→ Extract:
^^^^^^^^^^^^^^^^

# pol~line queens



## johns bees (Jan 25, 2009)

does anyone have pol.line queens and if you have how have they done for you? also does anyone know where to get them?


----------



## DonShackelford (Jan 17, 2012)

They are available from Glenn Apiaries
http://www.glenn-apiaries.com/

I haven't tried them yet but have purchased one for this spring. The people I've talked with that have used them report mixed results. I guess it's like any queen order, there are good ones and mediocre ones.


----------



## canoemaker (Feb 19, 2011)

I'm getting a Pol-Line Hygenic Italian breeder queen from Glenn Apiaries this April. I'll have mated queens ready by mid to late May.


----------



## AstroBee (Jan 3, 2003)

I got one pol-line breeder last spring from Glenn and raised a good number of queens from her. Many of these were used to requeen my own hives and create nucs for this season. So far I'm impressed, but we have had an extremely mild winter. One of my 5 frame nucs had three frames of brood last weekend. All other look good too.


----------



## Bill S (Jul 4, 2011)

I started rearing 'pol-line' queens last year from a breeder queen that I received from Glenn Apiaries. Thus far I'm impressed. In comparison with my other types of queens thus far, I noticed last Fall that the 'pol-line' were producing more brood, bringing in pollen when other colonies weren't, and their temperment is good. They have all survived the winter thus far but so have my other colonies since it has very mild. I have another 'pol-line' breeder coming in May.


----------

^^^^^^^^^^^^^^^^

→ The task: In the thread on pol-line queens, which supplier do the posters name as the source of their pol-line breeder queens?

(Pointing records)
^^^^^^^^^^^^^^^^

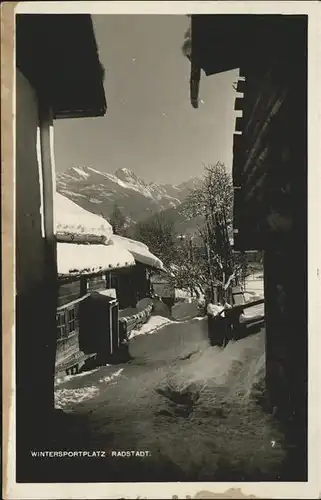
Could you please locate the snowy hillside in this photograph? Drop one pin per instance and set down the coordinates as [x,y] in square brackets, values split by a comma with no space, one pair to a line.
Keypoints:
[99,192]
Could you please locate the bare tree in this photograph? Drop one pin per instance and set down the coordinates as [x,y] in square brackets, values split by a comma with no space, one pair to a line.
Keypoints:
[213,200]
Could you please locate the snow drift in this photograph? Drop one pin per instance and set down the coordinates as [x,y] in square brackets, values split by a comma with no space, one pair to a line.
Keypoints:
[89,259]
[76,225]
[140,251]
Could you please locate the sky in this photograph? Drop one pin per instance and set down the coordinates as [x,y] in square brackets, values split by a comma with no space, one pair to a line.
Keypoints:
[150,126]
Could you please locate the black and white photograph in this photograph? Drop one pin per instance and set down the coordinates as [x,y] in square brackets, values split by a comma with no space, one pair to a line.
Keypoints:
[161,239]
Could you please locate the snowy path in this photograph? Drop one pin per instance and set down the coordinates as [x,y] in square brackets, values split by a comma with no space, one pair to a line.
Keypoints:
[185,402]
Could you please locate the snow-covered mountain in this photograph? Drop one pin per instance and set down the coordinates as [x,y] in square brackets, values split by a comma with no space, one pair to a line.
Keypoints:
[99,192]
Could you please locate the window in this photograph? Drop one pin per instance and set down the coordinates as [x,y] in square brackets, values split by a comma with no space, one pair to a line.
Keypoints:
[67,321]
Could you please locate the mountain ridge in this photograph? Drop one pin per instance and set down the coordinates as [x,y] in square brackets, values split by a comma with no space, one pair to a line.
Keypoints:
[99,192]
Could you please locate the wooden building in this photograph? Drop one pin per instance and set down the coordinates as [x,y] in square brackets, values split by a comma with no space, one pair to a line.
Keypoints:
[58,75]
[103,287]
[270,180]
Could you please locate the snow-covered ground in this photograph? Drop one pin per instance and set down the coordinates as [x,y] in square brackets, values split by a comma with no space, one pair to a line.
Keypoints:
[189,404]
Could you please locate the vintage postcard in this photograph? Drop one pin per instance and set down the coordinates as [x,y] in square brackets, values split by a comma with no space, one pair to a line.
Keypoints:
[161,196]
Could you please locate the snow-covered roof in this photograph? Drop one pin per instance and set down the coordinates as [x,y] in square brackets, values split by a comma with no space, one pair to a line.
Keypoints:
[78,259]
[140,251]
[75,224]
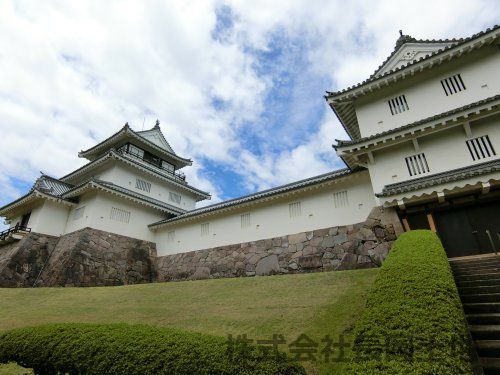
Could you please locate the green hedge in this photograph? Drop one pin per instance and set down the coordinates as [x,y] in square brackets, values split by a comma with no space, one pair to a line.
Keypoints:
[414,321]
[134,349]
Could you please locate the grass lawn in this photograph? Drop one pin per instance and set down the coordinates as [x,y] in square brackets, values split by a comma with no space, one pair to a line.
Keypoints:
[315,304]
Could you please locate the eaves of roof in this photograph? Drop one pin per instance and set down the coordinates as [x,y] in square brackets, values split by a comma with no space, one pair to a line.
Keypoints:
[440,178]
[456,44]
[408,127]
[157,127]
[232,203]
[34,194]
[127,131]
[342,102]
[141,166]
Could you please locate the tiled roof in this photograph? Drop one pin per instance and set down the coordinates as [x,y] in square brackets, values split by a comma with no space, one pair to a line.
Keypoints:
[44,186]
[440,178]
[342,143]
[406,39]
[52,185]
[261,194]
[141,165]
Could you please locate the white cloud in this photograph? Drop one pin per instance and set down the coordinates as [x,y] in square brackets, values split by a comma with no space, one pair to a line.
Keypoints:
[74,72]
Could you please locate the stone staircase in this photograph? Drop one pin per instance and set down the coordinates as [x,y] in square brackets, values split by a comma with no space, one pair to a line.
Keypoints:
[478,282]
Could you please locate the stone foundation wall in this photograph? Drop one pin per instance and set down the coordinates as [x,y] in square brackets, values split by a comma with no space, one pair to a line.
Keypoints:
[21,261]
[87,257]
[361,245]
[90,257]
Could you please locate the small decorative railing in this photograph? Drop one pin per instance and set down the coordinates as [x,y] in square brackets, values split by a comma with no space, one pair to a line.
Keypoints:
[15,229]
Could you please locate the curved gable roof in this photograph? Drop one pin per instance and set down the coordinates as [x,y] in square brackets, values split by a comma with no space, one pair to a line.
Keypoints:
[396,68]
[160,146]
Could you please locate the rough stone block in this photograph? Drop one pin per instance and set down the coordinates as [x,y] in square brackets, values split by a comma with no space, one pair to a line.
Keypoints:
[297,238]
[267,266]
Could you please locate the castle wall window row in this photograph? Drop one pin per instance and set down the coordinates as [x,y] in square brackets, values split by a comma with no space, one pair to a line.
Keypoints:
[417,164]
[205,229]
[340,199]
[120,215]
[480,148]
[295,210]
[142,185]
[398,105]
[245,220]
[453,85]
[78,213]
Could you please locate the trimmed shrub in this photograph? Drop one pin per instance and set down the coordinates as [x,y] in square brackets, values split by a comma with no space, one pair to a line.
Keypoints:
[134,349]
[414,322]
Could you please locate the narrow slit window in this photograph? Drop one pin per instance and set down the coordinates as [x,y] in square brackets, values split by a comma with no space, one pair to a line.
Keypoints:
[340,199]
[453,85]
[480,148]
[120,215]
[295,210]
[417,164]
[398,104]
[245,220]
[142,185]
[205,229]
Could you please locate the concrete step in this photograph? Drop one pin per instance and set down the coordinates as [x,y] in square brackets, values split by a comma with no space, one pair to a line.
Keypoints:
[464,291]
[478,276]
[488,348]
[476,270]
[495,260]
[485,332]
[487,307]
[490,365]
[483,318]
[480,298]
[475,283]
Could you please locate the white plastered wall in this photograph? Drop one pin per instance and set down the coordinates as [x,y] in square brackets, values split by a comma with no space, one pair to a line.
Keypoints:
[444,151]
[272,218]
[425,95]
[97,214]
[122,175]
[46,217]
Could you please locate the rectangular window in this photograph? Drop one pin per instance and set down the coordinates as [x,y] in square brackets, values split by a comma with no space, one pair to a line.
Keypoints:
[245,220]
[417,164]
[398,105]
[205,229]
[142,185]
[295,209]
[453,85]
[78,213]
[119,215]
[340,199]
[480,148]
[174,197]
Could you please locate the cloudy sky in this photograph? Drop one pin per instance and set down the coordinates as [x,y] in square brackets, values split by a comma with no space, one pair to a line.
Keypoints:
[237,86]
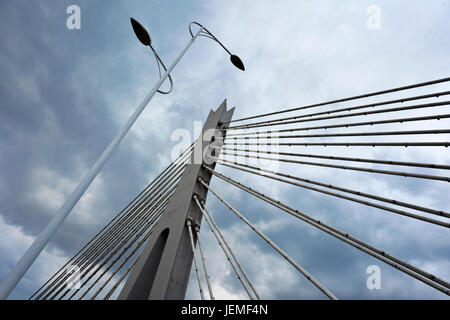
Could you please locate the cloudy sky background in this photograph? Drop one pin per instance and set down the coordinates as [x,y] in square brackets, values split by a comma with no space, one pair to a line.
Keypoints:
[65,93]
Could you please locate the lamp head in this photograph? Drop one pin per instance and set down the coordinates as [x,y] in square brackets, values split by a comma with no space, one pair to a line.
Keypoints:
[141,33]
[237,62]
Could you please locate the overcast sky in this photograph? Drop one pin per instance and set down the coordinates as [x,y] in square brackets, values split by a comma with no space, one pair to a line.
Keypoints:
[65,93]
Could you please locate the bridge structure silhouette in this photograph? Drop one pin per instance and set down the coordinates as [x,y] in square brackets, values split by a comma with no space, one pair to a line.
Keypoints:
[147,250]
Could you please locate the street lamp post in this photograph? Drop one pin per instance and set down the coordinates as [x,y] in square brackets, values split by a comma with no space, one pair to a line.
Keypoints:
[17,272]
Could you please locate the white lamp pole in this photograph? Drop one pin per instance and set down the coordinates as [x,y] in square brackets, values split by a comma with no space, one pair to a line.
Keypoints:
[17,272]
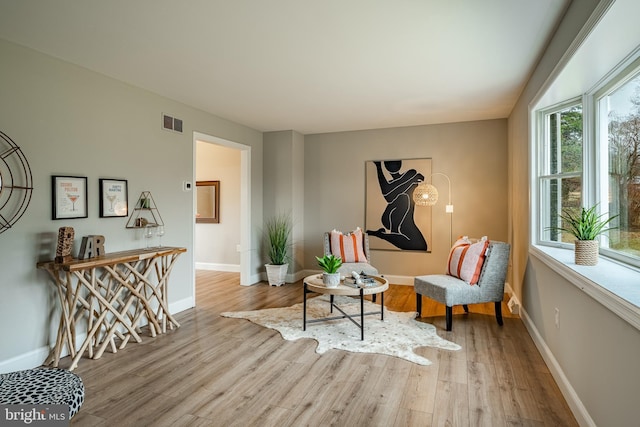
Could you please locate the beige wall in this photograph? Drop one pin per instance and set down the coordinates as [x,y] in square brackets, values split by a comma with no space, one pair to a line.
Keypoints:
[216,244]
[472,154]
[71,121]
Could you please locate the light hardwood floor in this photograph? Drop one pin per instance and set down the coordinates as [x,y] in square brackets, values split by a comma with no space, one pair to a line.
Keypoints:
[215,371]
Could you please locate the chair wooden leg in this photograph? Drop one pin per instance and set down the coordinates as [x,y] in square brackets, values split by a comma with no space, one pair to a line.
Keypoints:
[499,312]
[449,317]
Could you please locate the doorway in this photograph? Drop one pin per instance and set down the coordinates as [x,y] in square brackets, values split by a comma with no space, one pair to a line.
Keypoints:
[244,199]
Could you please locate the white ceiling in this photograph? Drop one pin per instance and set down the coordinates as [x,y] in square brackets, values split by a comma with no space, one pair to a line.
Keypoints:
[311,66]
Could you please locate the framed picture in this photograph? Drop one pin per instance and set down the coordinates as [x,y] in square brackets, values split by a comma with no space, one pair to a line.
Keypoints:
[69,194]
[114,200]
[392,219]
[208,202]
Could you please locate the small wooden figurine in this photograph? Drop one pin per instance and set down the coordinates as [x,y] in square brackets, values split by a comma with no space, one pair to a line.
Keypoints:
[91,247]
[65,243]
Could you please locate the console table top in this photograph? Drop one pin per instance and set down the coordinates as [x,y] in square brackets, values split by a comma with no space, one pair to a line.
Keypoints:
[111,258]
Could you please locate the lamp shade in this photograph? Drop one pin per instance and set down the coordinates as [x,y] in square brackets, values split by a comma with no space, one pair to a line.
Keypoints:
[425,195]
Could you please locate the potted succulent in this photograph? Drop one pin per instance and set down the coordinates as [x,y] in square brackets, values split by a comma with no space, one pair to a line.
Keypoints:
[278,232]
[585,227]
[330,265]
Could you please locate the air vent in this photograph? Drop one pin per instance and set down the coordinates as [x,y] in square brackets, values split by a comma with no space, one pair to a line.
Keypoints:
[171,123]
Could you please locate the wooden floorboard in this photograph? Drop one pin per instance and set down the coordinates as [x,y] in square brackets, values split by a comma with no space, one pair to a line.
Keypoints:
[217,371]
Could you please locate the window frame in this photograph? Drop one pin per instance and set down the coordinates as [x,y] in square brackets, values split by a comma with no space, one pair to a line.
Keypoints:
[543,169]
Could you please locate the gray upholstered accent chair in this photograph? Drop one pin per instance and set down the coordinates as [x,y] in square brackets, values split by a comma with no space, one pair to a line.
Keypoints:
[451,291]
[358,267]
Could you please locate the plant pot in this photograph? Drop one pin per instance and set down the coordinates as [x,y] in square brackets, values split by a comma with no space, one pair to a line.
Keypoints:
[331,280]
[276,274]
[586,252]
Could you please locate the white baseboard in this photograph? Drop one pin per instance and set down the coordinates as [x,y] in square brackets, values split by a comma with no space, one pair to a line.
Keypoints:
[233,268]
[27,360]
[182,305]
[573,400]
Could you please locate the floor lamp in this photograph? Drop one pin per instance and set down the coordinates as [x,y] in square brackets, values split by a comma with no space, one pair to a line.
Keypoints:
[427,195]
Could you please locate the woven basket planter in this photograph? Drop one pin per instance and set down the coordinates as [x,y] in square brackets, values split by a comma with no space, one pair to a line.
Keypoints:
[586,252]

^^^^^^^^^^^^^^^^

→ Result: Glenn Apiaries